■ Seçilen metin:
Bu yaklaşım Türkiye'deki siyasal partilerde hala egemen olan bir zihniyeti yansıtmaktadır. Son seçim döneminde de görüldüğü üzere parti şeflerinin motivasyonu parti içinde farklı, muhalif görüşler için çoğulcu bir ortam hazırlamak, böyle bir ortama razı gelmek değil daha ziyade kendi konumlarını ve otoitelerini pekiştirmektir.(2) Bu zihniyetin temelleri daha o yıllarda atılmış ve siyasi partilerin aşağı yukarı tamamı bu şeflik sistemi mirasını devralmıştır.
Bununla birlikte, 1920 yılında Hükümet Teşkilatı hakkındaki bir konuşmasında Atatürk, "ülkeyi bölünme ve çöküşten kurtarmak için tüm milli güçleri esaslı örgütlenme ile birleştirmekten başka çare yoktur" dedikten sonra, bu örgütlenme biçiminin ne olması gerektiğine değiniyor. Temel meşruiyet kaynağını milli iradede ve onu temsil eden Millet Meclisi'nde gördüğünü vurguluyor. Taha Parla'nın da belirttiği gibi "meşruiyet" kavramı Atatürk gibi usta bir siyasetçinin ihmal edemeyeceği bir kavramdır.

■ Yazılı görev: Türkiye'deki siyasal partilerin zihniyetini ele alan metni iki cümleyle özetleyin. Kayıtlar başka bir kaynaktan alınmıştır.

■ Verilen kayıtlar:
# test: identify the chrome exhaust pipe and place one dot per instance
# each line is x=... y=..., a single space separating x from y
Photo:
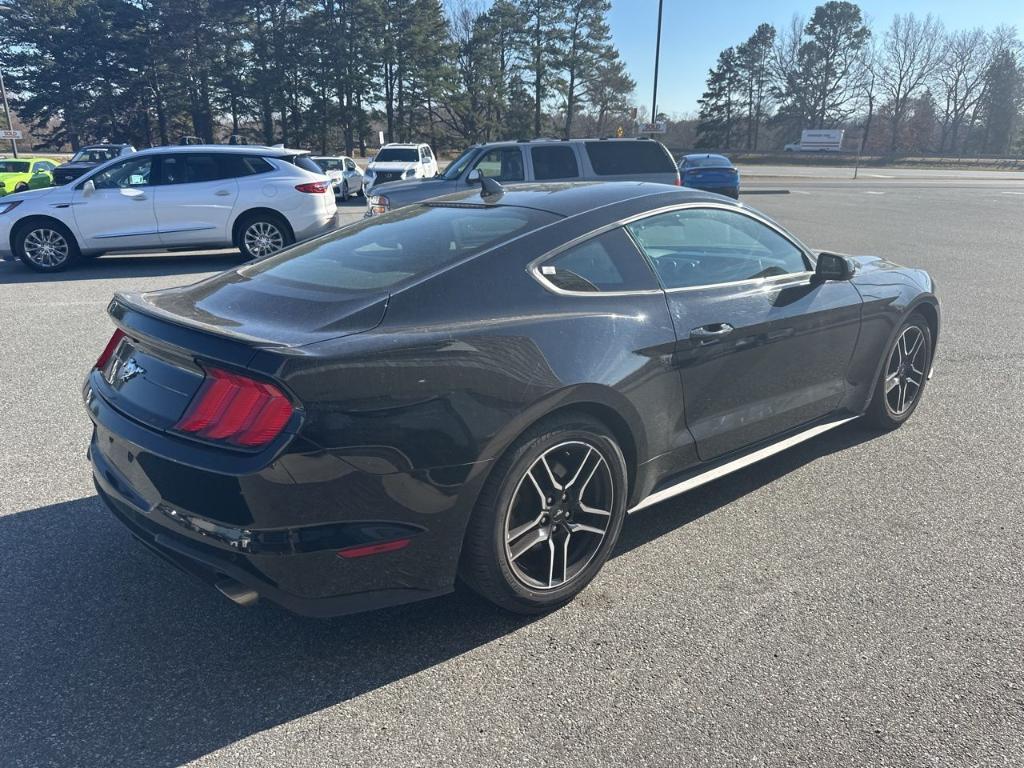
x=238 y=593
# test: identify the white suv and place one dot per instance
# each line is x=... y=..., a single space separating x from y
x=400 y=163
x=257 y=199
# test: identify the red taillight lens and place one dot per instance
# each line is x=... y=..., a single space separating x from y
x=314 y=187
x=104 y=356
x=373 y=549
x=236 y=410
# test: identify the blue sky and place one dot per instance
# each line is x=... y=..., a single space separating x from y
x=694 y=32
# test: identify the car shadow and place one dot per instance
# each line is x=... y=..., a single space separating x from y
x=117 y=266
x=112 y=657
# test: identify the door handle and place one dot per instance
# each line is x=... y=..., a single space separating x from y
x=711 y=332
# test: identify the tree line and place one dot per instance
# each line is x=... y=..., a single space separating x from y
x=322 y=74
x=910 y=87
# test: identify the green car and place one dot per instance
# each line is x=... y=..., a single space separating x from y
x=18 y=174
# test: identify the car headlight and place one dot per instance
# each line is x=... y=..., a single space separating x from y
x=378 y=204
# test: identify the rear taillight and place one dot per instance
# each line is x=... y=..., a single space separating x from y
x=314 y=187
x=236 y=410
x=112 y=345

■ Görevin çözümü: Türkiye'deki siyasal partilerde, parti şeflerinin farklı ve muhalif görüşlere çoğulcu bir ortam hazırlamaktan çok kendi konumlarını pekiştirmeyi amaçladığı bir zihniyet hâlâ egemendir ve bu şeflik sistemi mirasının temelleri o yıllarda atılmıştır. Atatürk ise 1920'de Hükümet Teşkilatı üzerine yaptığı bir konuşmada ülkeyi bölünme ve çöküşten kurtarmak için milli güçlerin esaslı bir örgütlenmeyle birleştirilmesi gerektiğini söylemiş, temel meşruiyet kaynağını milli iradede ve onu temsil eden Millet Meclisi'nde gördüğünü vurgulamıştır.